WHAT THE EXERCISE ASKS -
Retype the data below without altering anything.

▶

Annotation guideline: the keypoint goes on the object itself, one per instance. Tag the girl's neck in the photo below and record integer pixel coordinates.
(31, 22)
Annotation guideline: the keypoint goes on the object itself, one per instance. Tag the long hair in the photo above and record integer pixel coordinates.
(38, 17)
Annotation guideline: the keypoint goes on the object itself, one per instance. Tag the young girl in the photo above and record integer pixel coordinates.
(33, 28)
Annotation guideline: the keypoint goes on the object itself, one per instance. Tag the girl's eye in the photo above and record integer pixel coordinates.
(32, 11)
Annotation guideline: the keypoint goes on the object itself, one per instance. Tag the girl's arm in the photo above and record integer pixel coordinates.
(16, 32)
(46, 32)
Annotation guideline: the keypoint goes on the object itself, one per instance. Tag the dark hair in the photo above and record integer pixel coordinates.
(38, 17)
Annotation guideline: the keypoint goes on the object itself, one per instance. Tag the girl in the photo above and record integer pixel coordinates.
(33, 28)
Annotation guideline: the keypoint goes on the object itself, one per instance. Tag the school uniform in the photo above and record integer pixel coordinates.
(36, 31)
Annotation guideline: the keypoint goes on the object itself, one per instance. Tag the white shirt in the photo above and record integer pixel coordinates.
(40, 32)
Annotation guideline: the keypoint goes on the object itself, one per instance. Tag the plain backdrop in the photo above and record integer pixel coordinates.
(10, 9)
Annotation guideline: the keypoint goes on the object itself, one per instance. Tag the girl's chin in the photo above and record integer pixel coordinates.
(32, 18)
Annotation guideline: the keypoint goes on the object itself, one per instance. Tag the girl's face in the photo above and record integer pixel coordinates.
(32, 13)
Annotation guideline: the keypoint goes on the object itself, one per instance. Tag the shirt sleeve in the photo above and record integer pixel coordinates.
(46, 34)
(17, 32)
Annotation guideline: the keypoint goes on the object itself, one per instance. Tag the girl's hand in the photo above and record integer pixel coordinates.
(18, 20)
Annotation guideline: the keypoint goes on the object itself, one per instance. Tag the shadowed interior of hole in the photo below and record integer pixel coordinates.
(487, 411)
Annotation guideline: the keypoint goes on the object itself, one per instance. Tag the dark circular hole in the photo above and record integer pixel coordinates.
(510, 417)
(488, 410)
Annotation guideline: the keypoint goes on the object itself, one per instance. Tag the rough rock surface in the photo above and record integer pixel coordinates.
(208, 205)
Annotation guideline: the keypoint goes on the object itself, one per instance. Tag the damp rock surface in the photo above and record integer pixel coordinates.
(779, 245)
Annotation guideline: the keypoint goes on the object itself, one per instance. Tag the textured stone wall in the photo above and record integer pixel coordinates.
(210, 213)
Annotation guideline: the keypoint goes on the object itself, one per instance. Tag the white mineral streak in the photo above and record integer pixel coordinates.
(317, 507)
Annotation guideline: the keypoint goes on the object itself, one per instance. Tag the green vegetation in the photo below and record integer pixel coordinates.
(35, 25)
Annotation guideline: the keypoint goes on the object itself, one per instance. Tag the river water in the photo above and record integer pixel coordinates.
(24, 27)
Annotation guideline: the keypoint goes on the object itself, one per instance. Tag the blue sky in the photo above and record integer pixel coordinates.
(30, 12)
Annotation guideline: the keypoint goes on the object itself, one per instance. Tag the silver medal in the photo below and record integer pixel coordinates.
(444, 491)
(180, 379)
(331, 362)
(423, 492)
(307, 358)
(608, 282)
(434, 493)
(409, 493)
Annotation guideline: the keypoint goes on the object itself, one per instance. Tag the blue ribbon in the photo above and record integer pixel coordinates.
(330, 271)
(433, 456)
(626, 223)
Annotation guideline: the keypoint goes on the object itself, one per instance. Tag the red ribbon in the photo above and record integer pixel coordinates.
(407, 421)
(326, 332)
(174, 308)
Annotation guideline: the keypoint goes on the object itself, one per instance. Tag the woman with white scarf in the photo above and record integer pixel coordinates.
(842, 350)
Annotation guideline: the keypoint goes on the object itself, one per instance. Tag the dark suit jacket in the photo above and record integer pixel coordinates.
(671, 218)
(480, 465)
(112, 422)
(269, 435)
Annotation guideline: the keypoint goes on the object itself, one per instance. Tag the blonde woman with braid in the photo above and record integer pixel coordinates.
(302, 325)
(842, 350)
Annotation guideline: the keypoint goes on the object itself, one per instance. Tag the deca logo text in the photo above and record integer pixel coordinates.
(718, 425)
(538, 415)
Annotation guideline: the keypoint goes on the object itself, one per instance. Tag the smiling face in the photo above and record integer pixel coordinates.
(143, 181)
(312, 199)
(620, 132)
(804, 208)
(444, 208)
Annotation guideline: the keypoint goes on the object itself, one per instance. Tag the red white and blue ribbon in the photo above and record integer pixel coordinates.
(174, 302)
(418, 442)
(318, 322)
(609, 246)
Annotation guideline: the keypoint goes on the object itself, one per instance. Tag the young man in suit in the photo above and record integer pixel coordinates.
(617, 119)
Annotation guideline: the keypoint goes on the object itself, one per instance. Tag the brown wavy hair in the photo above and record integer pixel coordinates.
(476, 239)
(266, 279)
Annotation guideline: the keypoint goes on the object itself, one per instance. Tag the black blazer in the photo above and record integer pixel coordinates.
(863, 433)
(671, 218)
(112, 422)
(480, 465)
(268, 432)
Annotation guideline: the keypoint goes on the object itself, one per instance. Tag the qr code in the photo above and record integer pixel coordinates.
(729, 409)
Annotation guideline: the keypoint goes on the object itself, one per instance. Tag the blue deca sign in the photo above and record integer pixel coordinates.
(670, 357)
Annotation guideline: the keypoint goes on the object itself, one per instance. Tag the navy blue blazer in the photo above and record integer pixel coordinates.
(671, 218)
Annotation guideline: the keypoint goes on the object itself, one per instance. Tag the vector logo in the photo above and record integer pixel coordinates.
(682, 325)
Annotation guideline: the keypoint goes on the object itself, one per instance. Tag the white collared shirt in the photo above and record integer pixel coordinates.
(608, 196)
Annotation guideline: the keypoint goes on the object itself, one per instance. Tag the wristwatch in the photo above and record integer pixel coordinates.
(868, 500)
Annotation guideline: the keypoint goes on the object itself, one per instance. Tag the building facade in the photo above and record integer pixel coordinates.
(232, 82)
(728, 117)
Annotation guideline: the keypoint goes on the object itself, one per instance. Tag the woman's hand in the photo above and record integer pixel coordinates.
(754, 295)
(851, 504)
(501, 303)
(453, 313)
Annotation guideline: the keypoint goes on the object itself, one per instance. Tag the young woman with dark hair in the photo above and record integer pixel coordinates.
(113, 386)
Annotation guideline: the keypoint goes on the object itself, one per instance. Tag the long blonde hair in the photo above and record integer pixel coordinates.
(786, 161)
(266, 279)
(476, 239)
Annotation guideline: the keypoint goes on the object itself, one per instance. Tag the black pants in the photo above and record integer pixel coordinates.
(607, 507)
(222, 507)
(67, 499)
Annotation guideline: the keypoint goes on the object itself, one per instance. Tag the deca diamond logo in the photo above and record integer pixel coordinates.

◀

TASK OUTPUT -
Annotation guideline: the keypoint goes on the object itself, one per instance. Tag the girl's neck in the photo below and record integer pixel coordinates.
(31, 22)
Annotation guideline: the keypoint goes on the object itself, one per instance. Tag the long hair in the photo above and record integer pixel coordinates.
(38, 17)
Annotation guideline: the keypoint goes on the object itself, one per instance. Tag the young girl in the photo above and record integer pixel coordinates.
(33, 28)
Annotation guideline: the keypoint goes on the object itself, one per instance. Tag the girl's eye in the photo above and record integer pixel coordinates.
(32, 11)
Annotation guideline: the keypoint goes on the object itself, one per instance. Tag the girl's arm in the photo above and record integer pixel coordinates.
(16, 32)
(46, 32)
Annotation guideline: the keypoint goes on the object itself, one per instance. Tag the dark hair in the photo above and record integer pixel coordinates.
(38, 17)
Annotation guideline: the keypoint goes on the object itself, one per instance. Tag the girl in the photo above and record integer pixel coordinates.
(33, 28)
Annotation guideline: the keypoint goes on the object itself, one per instance. Tag the school uniform in the photo above and record integer pixel coordinates.
(36, 31)
Annotation guideline: the keypoint goes on the object itself, one per instance. Tag the white shirt in the photo above and record integer pixel coordinates.
(40, 32)
Annotation guideline: the keypoint goes on the object itself, one per instance. Tag the plain backdrop in the photo above and record integer pixel coordinates.
(10, 9)
Annotation guideline: the keypoint goes on the object itself, one per instance. Tag the girl's chin in the photo above and record integer pixel coordinates.
(32, 18)
Annotation guideline: the keypoint goes on the object itself, one per instance. Tag the girl's face in the photo above and record integer pixel coordinates.
(32, 13)
Annotation guideline: the keypoint goes on the object itself, one per instance. Tag the shirt sleeve in the photo above and record integer pixel coordinates.
(46, 34)
(17, 32)
Annotation guideline: the keypoint goes on the object itself, one per instance. Tag the girl's hand in the photo above and record integer pixel coordinates.
(18, 20)
Annotation guideline: the keypoint goes on the object itself, one per instance. Tag the shadowed interior of hole in the photo below and record integer pixel coordinates.
(487, 411)
Annotation guideline: the keypoint goes on the object itself, one per instance. Tag the dark circular hole in the photo above and record integer pixel coordinates.
(510, 417)
(488, 410)
Annotation guideline: the keypoint goes on the object itself, one per instance. Tag the rough rock surface in the photo above and record integer pixel coordinates.
(208, 205)
Annotation guideline: the keypoint goes on the object itself, one per instance. Tag the damp rock surface in the photo above and record integer pixel coordinates.
(779, 245)
Annotation guideline: the keypoint goes on the object itself, one per instance. Tag the textured stone wall in the photo above and record integer pixel coordinates.
(210, 213)
Annotation guideline: the keypoint goes on the object itself, one per instance. Tag the white mineral streak in the photo above and record integer pixel coordinates.
(317, 507)
Annotation guideline: the keypoint goes on the object itself, one per instance. Tag the green vegetation in the photo below and record integer pixel coordinates.
(35, 25)
Annotation guideline: the keypoint goes on the object itself, one per instance. Tag the river water in the photo above and record integer pixel coordinates.
(24, 27)
Annotation guideline: the keypoint goes on the object itself, one per instance. Tag the blue sky in the photo above and record integer pixel coordinates.
(30, 12)
Annotation guideline: the keypoint goes on the object itself, one per instance. Tag the silver medal in the photo below and record integer pixel coordinates.
(444, 491)
(180, 379)
(331, 362)
(423, 492)
(307, 358)
(608, 282)
(434, 493)
(409, 493)
Annotation guideline: the keypoint goes on the object itself, one per instance. Tag the blue ribbon in the photo above and record integer pixel coordinates.
(330, 271)
(433, 456)
(626, 223)
Annotation guideline: the keypoint goes on the object itself, one per instance. Tag the red ribbon in the photo above and record integer pixel coordinates.
(407, 421)
(326, 332)
(174, 308)
Annotation guideline: the keypoint goes on the object itself, one per instance. Tag the woman with white scarf in the photo above and record integer pixel coordinates.
(842, 350)
Annotation guideline: the keypoint goes on the object itself, one per instance. Tag the dark suit jacket in the photo above and record integer pixel coordinates.
(671, 218)
(480, 465)
(112, 422)
(269, 435)
Annotation guideline: the keypoint goes on the object itself, one per instance. Tag the blonde woman with braid in the photo above and record integer pixel coordinates.
(302, 325)
(842, 350)
Annotation guideline: the keypoint goes on the object itself, one per instance. Tag the deca logo text in the photo above and record integer pixel coordinates.
(718, 425)
(538, 415)
Annotation guideline: the keypoint goes on the object itself, one per instance. Tag the smiling face in the photo above and record integer pixel coordinates.
(143, 181)
(312, 199)
(620, 132)
(804, 208)
(444, 208)
Annotation guideline: the keypoint goes on the object itself, one per instance. Tag the red white and blue ribbon in the photo above and record integer pixel coordinates.
(174, 302)
(418, 442)
(318, 322)
(609, 246)
Annotation guideline: the keypoint goes on the object itself, one per instance. Tag the young man in suit in the photo above and record integer pixel coordinates.
(617, 119)
Annotation guideline: the keypoint goes on the object itself, one per instance. Tag the brown wavy hair in the photo above and record integer pixel coordinates.
(476, 239)
(266, 279)
Annotation guideline: the keypoint goes on the object itself, one per instance. Tag the black blazer in the photo above and record integer pixel coordinates.
(863, 433)
(671, 218)
(112, 422)
(480, 465)
(268, 432)
Annotation guideline: the keypoint goes on the object itself, one per instance. Tag the qr code in the photo above and record integer pixel coordinates.
(729, 409)
Annotation guideline: the keypoint goes on the object itself, one per instance. Tag the blue deca sign in the photo above and record integer pixel coordinates.
(670, 357)
Annotation guideline: the keypoint goes on the object itself, one per instance. Tag the navy blue blazer in the photo above and record integer pixel coordinates.
(671, 218)
Annotation guideline: the keypoint goes on the object itself, one per instance. Tag the vector logo in the photo above and record integer pixel coordinates.
(682, 325)
Annotation guideline: the keypoint goes on the object itself, one per instance. Tag the white collared shirt in the photo above and record integer pixel coordinates.
(608, 196)
Annotation guideline: the keypoint goes on the object itself, one per instance. Tag the wristwatch in the photo above and record integer pixel coordinates.
(868, 500)
Annotation guideline: the keypoint goes on the object itself, one per instance. Tag the building facade in the photo above and record integer pixel coordinates.
(232, 82)
(728, 117)
Annotation guideline: the keypoint goes on the object itself, one per instance. Tag the woman's hand in the photo above and record integer pixel coordinates.
(754, 295)
(851, 504)
(501, 303)
(453, 313)
Annotation guideline: the keypoint goes on the object itself, one per instance. Tag the young woman with dark hair in the photo above and record integer pixel coordinates.
(113, 386)
Annotation guideline: the keypoint goes on the object itself, one per instance. Tag the long blonde hair in the photo above and record integer pixel coordinates.
(786, 161)
(266, 279)
(476, 239)
Annotation guideline: the keypoint goes on the object itself, one per instance. Tag the black pants in the photo above and record integer pixel coordinates.
(607, 507)
(222, 507)
(67, 499)
Annotation guideline: the keypoint goes on the object itself, one per instance. Tag the deca diamond logo in the photo above and record integer pixel coordinates.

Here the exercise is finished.